→ **What is asked**:
Copy out the lines from the one with "As a courtesy, could you identify the woman" to the one with "[123,57,150,79]", both ends included, without changing a thing.

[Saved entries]
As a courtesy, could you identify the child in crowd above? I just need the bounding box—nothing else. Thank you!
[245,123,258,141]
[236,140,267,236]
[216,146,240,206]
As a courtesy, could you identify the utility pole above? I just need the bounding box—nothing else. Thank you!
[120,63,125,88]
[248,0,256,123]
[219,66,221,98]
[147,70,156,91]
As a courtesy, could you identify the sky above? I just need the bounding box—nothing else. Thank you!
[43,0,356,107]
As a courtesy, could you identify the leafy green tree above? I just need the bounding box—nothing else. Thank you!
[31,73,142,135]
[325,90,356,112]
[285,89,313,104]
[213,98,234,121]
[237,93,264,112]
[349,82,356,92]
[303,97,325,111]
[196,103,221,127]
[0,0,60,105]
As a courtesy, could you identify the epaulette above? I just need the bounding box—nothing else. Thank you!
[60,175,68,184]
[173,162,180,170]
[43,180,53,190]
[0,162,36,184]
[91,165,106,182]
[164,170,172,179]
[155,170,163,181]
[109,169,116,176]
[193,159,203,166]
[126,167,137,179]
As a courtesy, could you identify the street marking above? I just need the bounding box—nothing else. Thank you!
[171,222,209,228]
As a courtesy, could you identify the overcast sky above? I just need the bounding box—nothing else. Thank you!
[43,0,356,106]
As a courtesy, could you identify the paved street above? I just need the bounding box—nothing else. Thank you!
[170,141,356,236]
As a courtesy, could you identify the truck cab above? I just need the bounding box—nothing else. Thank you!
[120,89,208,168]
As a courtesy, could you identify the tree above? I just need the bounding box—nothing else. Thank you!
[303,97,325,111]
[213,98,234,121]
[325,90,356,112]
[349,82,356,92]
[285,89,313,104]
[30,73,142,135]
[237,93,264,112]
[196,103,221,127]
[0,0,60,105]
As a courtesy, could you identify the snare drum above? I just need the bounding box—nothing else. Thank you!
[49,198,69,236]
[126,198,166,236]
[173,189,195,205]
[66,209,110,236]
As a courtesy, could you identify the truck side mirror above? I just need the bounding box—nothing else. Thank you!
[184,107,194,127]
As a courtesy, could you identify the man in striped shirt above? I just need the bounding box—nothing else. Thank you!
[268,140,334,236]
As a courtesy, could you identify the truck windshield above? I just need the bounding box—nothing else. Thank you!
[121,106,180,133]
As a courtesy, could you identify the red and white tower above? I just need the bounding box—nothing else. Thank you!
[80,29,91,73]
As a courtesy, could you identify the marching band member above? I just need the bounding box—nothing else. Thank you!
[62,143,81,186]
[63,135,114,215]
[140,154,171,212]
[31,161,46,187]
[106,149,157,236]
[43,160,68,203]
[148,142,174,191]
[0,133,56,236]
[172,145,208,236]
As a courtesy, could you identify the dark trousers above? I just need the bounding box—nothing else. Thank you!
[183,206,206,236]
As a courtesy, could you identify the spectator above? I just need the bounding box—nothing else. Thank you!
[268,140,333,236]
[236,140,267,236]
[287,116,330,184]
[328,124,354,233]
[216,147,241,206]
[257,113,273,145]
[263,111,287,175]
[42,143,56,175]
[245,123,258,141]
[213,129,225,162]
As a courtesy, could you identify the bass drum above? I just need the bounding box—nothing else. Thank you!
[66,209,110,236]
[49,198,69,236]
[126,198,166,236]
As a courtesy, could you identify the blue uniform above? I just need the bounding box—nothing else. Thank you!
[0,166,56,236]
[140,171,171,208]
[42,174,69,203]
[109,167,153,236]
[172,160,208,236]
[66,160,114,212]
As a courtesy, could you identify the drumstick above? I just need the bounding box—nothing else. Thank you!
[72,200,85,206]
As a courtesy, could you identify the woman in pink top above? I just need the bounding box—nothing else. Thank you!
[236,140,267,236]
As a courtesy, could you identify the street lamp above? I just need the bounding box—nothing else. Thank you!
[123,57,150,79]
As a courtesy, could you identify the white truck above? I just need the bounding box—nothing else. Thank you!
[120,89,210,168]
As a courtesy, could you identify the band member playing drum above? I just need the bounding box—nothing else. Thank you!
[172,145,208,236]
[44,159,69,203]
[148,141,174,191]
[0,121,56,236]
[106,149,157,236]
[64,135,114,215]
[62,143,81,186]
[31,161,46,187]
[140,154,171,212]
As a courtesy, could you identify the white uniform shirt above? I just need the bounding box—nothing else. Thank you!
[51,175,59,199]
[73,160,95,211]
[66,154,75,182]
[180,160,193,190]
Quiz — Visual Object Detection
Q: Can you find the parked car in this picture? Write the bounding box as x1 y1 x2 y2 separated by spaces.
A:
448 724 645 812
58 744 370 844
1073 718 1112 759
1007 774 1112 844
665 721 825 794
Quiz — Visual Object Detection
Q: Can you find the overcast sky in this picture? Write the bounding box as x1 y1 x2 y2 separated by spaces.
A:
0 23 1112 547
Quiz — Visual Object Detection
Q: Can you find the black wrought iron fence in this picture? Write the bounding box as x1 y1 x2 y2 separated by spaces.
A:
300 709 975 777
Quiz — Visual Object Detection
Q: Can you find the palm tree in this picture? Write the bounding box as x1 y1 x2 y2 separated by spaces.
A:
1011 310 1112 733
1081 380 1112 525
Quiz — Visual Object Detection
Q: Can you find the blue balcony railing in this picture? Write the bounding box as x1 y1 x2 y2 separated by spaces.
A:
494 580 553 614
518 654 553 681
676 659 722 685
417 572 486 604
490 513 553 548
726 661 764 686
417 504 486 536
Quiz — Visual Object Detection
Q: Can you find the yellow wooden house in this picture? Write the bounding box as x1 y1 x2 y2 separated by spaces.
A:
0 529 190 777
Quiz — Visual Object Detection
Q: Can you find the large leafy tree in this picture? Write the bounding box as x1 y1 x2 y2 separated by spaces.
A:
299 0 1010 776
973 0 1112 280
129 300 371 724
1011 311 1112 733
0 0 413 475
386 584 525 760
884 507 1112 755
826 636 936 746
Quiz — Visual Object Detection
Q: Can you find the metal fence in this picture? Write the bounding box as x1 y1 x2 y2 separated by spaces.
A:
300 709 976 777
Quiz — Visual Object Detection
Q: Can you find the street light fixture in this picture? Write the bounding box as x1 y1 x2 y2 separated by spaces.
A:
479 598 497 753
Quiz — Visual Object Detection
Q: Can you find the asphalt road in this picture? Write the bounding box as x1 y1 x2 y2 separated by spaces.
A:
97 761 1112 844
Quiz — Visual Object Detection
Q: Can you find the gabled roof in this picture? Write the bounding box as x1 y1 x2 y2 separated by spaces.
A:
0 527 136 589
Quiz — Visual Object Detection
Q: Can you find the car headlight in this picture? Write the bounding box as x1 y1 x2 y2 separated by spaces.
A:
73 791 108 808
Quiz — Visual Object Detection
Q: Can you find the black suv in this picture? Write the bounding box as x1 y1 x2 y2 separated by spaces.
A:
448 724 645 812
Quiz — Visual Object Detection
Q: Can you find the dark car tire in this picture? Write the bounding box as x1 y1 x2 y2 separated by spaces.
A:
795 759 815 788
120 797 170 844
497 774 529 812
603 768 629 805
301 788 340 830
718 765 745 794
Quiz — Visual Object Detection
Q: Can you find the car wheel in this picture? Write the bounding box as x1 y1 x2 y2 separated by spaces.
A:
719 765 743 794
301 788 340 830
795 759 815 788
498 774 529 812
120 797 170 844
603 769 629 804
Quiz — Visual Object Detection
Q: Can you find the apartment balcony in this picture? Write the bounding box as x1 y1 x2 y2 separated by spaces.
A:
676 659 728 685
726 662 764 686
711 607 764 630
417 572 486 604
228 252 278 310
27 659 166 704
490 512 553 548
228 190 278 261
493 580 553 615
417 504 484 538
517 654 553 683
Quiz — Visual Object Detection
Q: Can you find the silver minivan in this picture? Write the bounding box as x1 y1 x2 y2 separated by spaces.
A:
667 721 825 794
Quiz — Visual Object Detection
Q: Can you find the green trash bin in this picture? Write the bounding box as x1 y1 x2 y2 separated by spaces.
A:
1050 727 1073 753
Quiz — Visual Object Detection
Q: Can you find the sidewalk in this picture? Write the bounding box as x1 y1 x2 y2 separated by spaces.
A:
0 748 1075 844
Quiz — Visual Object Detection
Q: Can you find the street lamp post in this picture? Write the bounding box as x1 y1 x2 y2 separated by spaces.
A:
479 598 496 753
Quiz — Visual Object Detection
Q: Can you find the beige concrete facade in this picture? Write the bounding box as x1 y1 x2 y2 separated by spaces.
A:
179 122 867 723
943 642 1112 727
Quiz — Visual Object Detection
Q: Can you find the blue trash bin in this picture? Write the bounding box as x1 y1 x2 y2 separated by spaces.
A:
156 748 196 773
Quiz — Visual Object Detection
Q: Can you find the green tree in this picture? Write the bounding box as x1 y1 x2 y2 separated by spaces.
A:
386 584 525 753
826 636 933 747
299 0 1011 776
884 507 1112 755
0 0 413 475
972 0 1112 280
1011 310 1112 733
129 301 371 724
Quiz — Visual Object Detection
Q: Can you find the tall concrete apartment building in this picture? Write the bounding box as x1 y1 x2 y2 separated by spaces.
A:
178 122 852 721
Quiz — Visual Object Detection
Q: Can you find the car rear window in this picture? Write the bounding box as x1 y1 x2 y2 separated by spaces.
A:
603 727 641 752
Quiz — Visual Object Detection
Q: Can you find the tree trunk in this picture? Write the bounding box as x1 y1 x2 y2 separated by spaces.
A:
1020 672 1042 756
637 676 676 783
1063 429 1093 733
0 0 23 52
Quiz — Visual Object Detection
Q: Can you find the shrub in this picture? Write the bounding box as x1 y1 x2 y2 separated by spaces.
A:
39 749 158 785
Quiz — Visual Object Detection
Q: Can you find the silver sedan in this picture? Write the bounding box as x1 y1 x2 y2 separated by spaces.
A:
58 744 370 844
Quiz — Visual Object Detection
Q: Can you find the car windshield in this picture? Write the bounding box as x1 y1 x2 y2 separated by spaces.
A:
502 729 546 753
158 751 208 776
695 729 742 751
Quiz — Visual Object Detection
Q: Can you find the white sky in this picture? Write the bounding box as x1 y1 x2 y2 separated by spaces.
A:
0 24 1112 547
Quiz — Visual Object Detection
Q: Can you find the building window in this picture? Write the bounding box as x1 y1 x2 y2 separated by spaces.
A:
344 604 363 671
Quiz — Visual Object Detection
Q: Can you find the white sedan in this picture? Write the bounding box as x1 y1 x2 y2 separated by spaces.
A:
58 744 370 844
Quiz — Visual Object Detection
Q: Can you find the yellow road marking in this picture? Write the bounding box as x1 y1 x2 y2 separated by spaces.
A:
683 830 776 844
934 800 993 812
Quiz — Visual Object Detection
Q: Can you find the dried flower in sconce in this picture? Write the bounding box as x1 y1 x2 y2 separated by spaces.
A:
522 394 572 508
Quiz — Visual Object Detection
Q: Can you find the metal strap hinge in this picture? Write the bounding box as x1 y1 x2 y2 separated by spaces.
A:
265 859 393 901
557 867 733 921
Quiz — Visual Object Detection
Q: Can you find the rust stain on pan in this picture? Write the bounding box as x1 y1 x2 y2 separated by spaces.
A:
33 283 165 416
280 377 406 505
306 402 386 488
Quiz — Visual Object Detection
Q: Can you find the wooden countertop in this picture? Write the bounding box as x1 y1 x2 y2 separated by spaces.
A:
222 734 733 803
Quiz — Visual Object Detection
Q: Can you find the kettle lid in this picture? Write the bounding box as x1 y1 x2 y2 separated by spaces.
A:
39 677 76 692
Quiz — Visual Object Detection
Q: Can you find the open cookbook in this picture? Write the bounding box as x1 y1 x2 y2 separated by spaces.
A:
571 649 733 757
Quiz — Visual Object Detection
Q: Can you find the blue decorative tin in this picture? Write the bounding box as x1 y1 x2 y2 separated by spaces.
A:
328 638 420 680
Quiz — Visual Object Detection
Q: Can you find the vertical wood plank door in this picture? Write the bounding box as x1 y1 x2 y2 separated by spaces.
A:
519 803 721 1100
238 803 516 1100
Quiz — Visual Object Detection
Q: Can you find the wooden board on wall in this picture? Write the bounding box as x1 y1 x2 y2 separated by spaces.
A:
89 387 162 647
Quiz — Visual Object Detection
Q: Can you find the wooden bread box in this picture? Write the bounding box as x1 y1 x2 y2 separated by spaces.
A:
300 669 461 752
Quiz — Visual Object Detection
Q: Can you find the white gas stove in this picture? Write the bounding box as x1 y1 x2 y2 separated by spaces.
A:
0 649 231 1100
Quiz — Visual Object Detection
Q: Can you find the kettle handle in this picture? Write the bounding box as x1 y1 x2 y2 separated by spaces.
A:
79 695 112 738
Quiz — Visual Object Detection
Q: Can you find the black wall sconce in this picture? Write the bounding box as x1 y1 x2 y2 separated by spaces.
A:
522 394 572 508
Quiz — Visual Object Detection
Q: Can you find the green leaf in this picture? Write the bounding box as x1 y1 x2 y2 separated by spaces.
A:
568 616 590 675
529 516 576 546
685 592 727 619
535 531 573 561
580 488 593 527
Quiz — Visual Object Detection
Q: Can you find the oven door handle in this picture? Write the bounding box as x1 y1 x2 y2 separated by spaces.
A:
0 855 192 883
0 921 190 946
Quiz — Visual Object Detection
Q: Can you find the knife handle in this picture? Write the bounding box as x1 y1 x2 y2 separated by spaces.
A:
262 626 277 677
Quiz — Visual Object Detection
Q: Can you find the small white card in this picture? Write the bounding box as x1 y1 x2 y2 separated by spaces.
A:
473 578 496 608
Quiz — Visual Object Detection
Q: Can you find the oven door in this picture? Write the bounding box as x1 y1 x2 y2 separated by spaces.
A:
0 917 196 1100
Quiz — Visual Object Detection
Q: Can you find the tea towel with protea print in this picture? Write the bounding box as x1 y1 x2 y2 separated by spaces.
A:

→ **Result of this exercise**:
As a courtesy, could you identify the woman in pink top above? I just need the bounding box—nothing else. Thank you!
[236,140,267,236]
As a courtesy, could you identify the street lamp above? I just need the bounding box—nothing else. Thank you!
[123,57,150,79]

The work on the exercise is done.